_SUPPLIED PASSAGE_.
▶

# Motor leaking water in midsection!



## RiverRunt (10 mo ago)

Please read, seeking answers ASAP!

Hi there ladies and gents, this is my first post here, and I’m excited to be in touch with likeminded individuals!

So, I have a 2000 Mercury Tracker Pro Series 25HP (Mercury 25 engine labeled as Tracker). I just aquired it from a friend who had it sitting in his garage for a few years. I figured first things first, before even running it, change that impeller. Ordered the kit, replaced the impeller, everything went well. Upon reinstallation of the foot I made sure my water tube was secure on top and bottom, everything is how it’s supposed to be. Cleaned the carbs and she fired right up, this thing has little to no use.

So the question at hand, my tell tale is peeing solid once the thermostat opens (at a high temperature I should say, that’s how these are designed). My problem is, there is quite a bit of water seeping through the knuckle/swivel area on the front of the midsection of the motor. I will try to place some pictures. I’m not having any issue overheating or anything but I like things to be done right, and I know this much water coming from random orifices isn’t normal. It also leaks from a weep hole right below this swivel area, but not a lot. No water is intruding into the gear case either, so I just need help resolving this leaking issue. Crappie are going to get fired up here in just a few short days and I need this fixed before I’m on the water a lot.

Thanks in advance, and sorry for the long post!


----------



## Smackdaddy53 (Dec 31, 2012)

Most outboards do that. It’s water that comes out of the water pump vent holes and top of the housing around the shaft. It’s to keep the pump from getting air locked. All pumps have these holes, usually a tiny hole in the housing and a slot that vents excess air and water around the top impeller cup around the shaft. You might double check the water tube grommet that seals the tube to the water pump and lightly grease it but there is going to be water coming out of the lower unit i that area even on a brand new outboard.


----------



## RiverRunt (10 mo ago)

Thank you! I think it seems excessive though, it’s coming out pretty good. Just hope my motor is making enough pressure to take the water it needs to the engine. I’m gonna run it anyway.🤘🏼


----------



## NealXB2003 (Jun 8, 2020)

Run it in the lake and see what happens. That barrel probably creates extra back pressure that slows the water and exhaust exciting the prop. Mine always act different in the driveway.

◀

Location annotation dataset excerpts
▶

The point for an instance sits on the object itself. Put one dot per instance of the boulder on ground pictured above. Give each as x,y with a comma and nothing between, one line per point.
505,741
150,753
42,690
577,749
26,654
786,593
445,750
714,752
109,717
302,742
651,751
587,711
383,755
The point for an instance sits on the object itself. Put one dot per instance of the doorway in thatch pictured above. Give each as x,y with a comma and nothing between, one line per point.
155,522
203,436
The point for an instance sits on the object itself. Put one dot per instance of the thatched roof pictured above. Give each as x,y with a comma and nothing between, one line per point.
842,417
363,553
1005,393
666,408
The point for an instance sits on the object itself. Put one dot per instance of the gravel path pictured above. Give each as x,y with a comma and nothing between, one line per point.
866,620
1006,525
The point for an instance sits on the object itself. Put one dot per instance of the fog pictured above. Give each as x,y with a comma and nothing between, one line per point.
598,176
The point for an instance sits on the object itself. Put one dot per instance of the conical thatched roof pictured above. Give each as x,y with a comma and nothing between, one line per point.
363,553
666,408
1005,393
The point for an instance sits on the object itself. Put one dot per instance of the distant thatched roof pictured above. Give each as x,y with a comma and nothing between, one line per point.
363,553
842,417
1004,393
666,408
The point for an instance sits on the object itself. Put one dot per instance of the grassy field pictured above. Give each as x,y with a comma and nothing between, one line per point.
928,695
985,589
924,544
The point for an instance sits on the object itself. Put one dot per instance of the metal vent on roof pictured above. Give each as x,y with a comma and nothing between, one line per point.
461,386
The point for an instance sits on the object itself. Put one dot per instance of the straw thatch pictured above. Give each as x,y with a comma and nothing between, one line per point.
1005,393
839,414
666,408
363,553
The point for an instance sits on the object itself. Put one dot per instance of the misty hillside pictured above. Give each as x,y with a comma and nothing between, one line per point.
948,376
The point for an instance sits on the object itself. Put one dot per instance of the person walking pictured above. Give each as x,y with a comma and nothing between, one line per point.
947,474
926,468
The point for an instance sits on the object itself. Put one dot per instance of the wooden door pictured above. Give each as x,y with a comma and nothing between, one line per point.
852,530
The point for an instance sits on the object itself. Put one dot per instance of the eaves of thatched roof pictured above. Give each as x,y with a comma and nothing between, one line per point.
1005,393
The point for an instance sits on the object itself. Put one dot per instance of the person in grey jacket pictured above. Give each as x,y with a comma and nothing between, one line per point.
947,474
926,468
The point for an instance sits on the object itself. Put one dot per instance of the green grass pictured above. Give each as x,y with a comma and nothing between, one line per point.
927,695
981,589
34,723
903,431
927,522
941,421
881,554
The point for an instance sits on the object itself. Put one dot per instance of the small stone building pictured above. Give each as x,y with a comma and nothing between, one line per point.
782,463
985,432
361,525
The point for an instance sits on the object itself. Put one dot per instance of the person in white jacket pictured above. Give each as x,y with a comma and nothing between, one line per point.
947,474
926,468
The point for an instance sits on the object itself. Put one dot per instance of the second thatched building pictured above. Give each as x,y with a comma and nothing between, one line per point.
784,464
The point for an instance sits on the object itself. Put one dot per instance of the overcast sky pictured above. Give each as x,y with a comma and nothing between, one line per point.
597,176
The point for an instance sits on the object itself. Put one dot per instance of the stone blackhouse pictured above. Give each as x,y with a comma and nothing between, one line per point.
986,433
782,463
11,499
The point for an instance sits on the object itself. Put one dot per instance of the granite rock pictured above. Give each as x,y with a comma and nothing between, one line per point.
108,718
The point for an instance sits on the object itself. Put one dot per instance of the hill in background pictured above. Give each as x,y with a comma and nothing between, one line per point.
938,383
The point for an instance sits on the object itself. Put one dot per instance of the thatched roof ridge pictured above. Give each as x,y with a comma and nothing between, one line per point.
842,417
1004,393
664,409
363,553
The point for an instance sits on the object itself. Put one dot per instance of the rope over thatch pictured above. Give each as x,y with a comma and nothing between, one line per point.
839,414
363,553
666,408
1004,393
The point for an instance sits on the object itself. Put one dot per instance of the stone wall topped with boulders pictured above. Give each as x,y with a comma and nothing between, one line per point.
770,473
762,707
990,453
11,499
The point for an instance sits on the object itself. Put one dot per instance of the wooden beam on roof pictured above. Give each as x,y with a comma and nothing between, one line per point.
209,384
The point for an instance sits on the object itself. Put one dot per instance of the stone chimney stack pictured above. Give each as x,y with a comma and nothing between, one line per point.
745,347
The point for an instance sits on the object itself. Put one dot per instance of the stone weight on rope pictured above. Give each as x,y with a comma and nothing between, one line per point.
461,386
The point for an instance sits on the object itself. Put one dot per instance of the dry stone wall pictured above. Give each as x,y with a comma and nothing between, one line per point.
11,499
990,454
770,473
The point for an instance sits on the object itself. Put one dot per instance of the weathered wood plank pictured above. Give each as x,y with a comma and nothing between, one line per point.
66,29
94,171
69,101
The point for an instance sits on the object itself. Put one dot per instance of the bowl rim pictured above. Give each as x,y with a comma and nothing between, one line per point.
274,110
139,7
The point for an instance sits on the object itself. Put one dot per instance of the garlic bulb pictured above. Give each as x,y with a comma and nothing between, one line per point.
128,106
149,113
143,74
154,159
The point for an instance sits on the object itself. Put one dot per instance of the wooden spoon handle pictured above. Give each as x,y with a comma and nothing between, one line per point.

◀

_STATED PROBLEM_.
Reproduce the motor leak thread word for word, from "Please read, seeking" up to and including "little to no use.".

_PROBLEM SOLUTION_.
Please read, seeking answers ASAP!

Hi there ladies and gents, this is my first post here, and I’m excited to be in touch with likeminded individuals!

So, I have a 2000 Mercury Tracker Pro Series 25HP (Mercury 25 engine labeled as Tracker). I just aquired it from a friend who had it sitting in his garage for a few years. I figured first things first, before even running it, change that impeller. Ordered the kit, replaced the impeller, everything went well. Upon reinstallation of the foot I made sure my water tube was secure on top and bottom, everything is how it’s supposed to be. Cleaned the carbs and she fired right up, this thing has little to no use.